• _SUPPLIED PASSAGE_
==*==

Design and construction
- Architect: Pierre Paillard

= Hôtel de Ville, Nevers =

Town hall in Nevers, France

The Hôtel de Ville (/fr/, City Hall) is a municipal building in Nevers, Nièvre, in central France, standing on Place de l'Hôtel de Ville. It was designated a monument historique by the French government in 1993.

==History==
Following the French Revolution, the town council initially met in the Ducal Palace which dates from the 15th century. The council established an office there in 1793 and purchased it from the heirs of Louis Jules Mancini, Duke of Nevers in 1810. In the mid-1820s, the council decided to commission a new building which was originally intended to accommodate the library and the courts. The site they selected, to the southwest of the Ducal Palace, was occupied by the ruins of an old castle which dated from the 13th century. Construction work commenced with the clearance of these ruins in 1827. The new building was designed by the municipal architect, Pierre Paillard, in the neoclassical style, built in ashlar stone and was completed in 1834. The building was expanded at both ends to serve as the town hall in the mid-19th century and a fine reception room, which later became the registry office, was added in 1899.

==*==

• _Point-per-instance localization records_
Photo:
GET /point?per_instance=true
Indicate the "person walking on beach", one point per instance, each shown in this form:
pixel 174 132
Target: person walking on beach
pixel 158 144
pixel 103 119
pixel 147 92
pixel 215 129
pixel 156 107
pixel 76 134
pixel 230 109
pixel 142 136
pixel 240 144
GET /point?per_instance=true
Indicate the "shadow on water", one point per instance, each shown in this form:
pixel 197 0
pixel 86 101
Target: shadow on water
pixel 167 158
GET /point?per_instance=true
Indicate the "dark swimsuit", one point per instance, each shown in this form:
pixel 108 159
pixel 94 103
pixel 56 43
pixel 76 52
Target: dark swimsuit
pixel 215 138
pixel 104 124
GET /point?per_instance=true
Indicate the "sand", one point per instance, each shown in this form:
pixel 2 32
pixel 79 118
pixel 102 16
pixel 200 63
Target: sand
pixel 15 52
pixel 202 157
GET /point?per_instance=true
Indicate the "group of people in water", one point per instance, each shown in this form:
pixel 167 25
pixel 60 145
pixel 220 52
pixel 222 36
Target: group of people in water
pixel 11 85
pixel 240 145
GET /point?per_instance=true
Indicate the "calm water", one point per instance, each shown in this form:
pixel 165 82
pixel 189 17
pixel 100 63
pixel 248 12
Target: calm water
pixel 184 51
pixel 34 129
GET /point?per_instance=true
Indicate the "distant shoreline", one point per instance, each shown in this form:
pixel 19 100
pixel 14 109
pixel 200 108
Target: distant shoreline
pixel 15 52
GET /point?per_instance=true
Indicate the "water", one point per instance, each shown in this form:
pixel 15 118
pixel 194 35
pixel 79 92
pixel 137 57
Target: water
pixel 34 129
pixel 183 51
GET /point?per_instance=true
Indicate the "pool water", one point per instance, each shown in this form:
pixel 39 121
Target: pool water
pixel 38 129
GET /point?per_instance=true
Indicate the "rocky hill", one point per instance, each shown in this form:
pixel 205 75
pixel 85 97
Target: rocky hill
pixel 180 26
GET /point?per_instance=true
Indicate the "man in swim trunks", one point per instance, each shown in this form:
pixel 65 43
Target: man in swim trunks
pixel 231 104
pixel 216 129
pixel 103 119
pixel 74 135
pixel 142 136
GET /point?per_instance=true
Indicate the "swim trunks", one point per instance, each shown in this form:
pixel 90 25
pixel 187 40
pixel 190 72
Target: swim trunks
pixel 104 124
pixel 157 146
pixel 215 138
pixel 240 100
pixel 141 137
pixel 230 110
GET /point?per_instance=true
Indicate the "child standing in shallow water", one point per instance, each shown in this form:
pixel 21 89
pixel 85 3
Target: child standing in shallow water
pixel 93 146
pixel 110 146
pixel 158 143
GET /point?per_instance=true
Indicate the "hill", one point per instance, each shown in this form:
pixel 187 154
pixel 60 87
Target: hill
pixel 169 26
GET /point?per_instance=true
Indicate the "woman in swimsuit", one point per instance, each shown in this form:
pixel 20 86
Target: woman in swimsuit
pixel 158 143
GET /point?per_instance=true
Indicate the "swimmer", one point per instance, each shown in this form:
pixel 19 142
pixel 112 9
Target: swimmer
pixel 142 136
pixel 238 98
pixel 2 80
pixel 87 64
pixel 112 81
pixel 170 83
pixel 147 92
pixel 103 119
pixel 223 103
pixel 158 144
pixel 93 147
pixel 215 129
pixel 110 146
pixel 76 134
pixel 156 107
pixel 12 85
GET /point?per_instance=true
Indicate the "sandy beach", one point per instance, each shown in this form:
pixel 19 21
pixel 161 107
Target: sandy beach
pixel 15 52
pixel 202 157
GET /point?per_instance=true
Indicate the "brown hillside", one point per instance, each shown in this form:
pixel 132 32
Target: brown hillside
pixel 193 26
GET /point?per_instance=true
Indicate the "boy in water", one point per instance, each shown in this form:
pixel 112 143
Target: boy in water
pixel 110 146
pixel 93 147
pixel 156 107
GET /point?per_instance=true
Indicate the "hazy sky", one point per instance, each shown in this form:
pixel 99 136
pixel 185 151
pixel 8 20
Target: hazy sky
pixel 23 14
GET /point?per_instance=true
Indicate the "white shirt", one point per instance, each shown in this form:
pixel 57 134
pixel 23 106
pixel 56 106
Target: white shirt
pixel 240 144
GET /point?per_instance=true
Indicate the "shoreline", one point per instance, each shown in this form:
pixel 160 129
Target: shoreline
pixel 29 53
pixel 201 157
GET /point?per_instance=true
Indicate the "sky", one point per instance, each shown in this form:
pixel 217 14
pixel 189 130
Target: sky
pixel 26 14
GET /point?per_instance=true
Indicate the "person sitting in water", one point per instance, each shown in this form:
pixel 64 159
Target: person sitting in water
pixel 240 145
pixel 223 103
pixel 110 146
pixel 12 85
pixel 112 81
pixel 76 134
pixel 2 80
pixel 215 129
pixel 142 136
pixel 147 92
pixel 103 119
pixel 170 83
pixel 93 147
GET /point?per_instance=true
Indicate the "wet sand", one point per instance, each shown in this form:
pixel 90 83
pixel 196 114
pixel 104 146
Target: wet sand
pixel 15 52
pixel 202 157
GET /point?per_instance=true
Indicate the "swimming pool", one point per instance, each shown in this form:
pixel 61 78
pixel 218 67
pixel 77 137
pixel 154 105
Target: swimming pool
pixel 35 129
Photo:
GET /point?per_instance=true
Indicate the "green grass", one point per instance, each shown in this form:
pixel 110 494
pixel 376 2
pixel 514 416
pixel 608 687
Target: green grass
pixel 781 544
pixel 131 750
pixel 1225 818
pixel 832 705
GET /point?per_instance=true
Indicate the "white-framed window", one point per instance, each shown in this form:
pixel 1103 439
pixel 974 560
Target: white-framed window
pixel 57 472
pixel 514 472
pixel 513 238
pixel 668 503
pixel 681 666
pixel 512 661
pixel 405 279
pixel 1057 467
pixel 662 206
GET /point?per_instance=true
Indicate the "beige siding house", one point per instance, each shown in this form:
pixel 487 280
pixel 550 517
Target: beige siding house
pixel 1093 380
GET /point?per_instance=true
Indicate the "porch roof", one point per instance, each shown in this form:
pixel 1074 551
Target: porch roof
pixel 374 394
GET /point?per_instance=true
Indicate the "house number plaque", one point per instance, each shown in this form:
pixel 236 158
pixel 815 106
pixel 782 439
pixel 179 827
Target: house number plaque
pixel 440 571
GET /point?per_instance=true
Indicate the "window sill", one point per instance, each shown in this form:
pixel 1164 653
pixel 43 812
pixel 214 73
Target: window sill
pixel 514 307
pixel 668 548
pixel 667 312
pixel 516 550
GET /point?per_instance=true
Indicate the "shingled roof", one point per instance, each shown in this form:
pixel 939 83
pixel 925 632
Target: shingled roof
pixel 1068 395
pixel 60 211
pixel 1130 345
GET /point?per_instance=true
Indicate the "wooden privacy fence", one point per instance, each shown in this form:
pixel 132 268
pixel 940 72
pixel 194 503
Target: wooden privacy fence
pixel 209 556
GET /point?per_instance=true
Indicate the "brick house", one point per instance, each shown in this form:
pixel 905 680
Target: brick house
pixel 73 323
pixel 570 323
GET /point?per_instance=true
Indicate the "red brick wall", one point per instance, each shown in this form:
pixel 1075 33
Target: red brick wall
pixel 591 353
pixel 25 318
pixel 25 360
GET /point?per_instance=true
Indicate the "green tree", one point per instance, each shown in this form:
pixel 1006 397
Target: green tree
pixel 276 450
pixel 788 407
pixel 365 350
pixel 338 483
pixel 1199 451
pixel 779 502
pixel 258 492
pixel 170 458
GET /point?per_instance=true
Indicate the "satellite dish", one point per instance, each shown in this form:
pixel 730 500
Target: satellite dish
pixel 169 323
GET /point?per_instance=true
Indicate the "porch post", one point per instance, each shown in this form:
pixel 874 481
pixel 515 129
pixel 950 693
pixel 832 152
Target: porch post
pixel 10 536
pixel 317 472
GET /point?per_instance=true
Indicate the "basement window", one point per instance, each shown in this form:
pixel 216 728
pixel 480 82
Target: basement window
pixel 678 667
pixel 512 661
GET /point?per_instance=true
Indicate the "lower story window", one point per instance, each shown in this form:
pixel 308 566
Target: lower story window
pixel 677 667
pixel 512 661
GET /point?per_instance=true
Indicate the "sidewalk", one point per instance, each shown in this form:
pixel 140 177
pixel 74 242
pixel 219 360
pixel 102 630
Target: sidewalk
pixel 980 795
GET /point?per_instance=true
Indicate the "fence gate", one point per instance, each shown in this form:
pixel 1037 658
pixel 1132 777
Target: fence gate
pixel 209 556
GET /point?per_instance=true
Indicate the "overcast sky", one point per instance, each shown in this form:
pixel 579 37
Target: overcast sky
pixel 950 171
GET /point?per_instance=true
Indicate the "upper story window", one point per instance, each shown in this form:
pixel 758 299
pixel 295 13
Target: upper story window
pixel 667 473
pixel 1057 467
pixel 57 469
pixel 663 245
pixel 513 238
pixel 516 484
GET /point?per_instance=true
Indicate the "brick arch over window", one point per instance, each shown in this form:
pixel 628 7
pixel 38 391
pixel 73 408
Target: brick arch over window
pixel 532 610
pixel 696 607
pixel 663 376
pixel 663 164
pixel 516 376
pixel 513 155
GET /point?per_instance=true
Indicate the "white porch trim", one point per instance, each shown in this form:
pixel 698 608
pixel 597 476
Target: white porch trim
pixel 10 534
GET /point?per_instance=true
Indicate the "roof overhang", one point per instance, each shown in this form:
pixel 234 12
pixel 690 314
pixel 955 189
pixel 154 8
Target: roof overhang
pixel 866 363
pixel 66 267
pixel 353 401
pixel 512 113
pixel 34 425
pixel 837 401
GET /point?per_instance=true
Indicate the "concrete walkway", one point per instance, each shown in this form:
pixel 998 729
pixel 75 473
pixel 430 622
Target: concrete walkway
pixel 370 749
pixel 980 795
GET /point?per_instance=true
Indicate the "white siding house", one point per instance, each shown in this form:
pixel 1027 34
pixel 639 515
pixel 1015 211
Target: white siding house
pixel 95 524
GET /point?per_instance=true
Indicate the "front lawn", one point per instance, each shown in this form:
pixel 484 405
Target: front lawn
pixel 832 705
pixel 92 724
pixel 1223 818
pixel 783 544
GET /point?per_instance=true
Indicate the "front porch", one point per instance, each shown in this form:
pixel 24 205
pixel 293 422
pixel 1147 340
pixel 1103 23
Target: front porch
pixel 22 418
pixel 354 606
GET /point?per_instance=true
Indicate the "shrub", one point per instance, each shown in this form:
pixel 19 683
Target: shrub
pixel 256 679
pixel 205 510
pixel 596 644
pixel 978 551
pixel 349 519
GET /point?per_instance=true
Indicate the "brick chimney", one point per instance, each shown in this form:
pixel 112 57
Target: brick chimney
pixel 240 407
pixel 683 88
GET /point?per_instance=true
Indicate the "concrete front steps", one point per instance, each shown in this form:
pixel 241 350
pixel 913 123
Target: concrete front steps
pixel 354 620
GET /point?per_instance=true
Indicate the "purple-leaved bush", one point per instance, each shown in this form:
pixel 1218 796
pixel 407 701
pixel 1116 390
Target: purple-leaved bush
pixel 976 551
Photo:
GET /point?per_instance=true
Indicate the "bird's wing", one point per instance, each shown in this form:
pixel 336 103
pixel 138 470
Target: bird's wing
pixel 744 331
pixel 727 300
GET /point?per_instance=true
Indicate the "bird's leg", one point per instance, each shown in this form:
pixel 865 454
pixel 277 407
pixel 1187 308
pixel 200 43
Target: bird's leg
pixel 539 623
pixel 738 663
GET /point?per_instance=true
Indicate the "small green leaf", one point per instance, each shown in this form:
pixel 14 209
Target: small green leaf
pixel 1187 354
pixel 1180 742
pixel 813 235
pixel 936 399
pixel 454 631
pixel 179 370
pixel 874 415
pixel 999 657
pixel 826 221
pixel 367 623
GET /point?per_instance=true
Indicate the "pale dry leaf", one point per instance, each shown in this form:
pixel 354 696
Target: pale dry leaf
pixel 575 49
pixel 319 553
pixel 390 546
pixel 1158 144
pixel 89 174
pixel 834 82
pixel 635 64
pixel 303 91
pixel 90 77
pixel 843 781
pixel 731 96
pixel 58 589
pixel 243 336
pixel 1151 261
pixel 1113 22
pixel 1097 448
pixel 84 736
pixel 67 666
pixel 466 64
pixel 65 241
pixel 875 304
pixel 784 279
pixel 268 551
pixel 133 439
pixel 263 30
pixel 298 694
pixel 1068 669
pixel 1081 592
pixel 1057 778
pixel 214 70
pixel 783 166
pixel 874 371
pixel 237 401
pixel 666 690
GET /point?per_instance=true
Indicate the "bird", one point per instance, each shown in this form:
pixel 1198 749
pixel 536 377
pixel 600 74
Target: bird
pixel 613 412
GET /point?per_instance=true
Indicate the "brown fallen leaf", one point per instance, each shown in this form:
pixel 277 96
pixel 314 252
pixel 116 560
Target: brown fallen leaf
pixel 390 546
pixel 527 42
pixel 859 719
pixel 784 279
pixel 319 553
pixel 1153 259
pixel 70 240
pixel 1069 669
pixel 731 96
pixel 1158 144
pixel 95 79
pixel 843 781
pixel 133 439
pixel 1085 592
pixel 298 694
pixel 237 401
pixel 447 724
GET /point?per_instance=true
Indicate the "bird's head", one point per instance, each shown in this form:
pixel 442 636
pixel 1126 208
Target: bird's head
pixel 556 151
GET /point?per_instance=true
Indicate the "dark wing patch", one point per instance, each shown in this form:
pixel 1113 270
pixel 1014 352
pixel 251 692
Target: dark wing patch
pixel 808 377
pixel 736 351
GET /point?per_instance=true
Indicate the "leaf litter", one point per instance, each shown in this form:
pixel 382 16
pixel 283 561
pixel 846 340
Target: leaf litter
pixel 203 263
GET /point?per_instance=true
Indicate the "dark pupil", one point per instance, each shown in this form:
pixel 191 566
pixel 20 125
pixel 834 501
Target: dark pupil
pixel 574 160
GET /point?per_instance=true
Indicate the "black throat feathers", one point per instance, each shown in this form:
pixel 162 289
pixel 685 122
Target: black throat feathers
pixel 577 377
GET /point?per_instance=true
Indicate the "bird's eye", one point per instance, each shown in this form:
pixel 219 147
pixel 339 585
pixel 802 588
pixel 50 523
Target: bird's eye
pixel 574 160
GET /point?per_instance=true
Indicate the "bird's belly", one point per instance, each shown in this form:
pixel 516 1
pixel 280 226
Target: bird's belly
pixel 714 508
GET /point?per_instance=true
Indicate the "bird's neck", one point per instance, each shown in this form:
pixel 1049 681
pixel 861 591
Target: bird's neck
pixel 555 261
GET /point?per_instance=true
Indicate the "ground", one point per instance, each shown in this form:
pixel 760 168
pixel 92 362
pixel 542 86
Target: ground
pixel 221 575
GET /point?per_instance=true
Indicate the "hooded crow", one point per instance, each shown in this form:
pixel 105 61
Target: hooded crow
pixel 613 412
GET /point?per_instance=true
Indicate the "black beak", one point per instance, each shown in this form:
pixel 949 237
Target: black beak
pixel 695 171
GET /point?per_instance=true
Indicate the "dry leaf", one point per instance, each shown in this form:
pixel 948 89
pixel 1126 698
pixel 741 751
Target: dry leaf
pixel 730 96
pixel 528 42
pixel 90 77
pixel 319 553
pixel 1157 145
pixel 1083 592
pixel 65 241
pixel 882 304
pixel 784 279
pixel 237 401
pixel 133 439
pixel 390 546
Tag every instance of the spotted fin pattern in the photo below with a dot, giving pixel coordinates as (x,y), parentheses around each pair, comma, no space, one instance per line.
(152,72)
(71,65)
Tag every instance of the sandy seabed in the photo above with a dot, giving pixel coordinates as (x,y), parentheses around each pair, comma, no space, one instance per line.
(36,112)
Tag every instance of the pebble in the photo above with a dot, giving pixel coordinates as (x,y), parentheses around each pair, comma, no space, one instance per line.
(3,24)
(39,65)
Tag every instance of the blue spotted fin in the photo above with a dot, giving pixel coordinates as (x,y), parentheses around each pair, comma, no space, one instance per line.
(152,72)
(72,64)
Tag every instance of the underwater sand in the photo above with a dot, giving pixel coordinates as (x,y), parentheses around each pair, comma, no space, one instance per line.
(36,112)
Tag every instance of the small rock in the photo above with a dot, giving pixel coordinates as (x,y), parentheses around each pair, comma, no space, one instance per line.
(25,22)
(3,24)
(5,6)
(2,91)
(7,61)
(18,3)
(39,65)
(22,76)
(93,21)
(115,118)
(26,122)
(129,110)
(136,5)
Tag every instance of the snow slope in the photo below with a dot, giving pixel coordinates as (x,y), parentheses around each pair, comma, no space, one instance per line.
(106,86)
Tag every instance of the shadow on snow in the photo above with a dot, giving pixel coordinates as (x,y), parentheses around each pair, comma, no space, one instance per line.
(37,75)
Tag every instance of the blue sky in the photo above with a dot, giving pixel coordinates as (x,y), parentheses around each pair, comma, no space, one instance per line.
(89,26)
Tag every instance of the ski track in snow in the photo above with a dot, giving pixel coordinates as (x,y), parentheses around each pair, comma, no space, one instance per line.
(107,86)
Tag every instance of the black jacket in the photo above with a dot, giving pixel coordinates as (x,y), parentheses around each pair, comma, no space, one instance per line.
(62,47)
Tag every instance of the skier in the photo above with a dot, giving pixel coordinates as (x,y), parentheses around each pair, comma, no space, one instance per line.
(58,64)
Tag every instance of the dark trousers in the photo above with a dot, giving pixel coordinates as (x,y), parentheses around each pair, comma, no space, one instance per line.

==*==

• _PROBLEM SET_
- A) Answer these questions using the passage on the Nevers town hall.
(i) Who designed the new building?
(ii) In what year was the building designated a monument historique?
(iii) In what year was the reception room added?
- B) Continue the passage on the Nevers town hall from the point where it stops.
These records were taken from a different source than the passage.

• _WRITTEN RESPONSES_
- A)
(i) Pierre Paillard, the municipal architect
(ii) 1993
(iii) 1899

- B)
The design involved a symmetrical main frontage of 11 bays facing onto Place de l'Hôtel de Ville. The layout consisted of a two-storey main block of nine bays, together with a pair of single-storey end bays, all on a large base. The central bay featured a small forestair leading up to a doorway with a moulded surround and a curved pediment on the ground floor. The other bays on the ground floor were fenestrated by cross-windows with window sills supported by brackets, while the bays on the first floor were fenestrated by cross-windows with moulded surrounds and triangular pediments.

During the German occupation of France in the Second World War, the town hall was decorated with Nazi emblems. After the German forces abandoned the town on 6 September 1944, the French Resistance removed the Nazi emblems, burnt a portrait of Adolf Hitler and restored the statue of Marianne.

In the 1980s, the Ducal Palace was restored to serve as an annexe to the town hall, and a council chamber, named after a former mayor, Pierre Bérégovoy, was created on the top floor of the palace. A major programme of refurbishment works, involving restoration of the façade and replacement of the windows of the town hall, was carried out at a cost of €1.3 million between January and May 2019.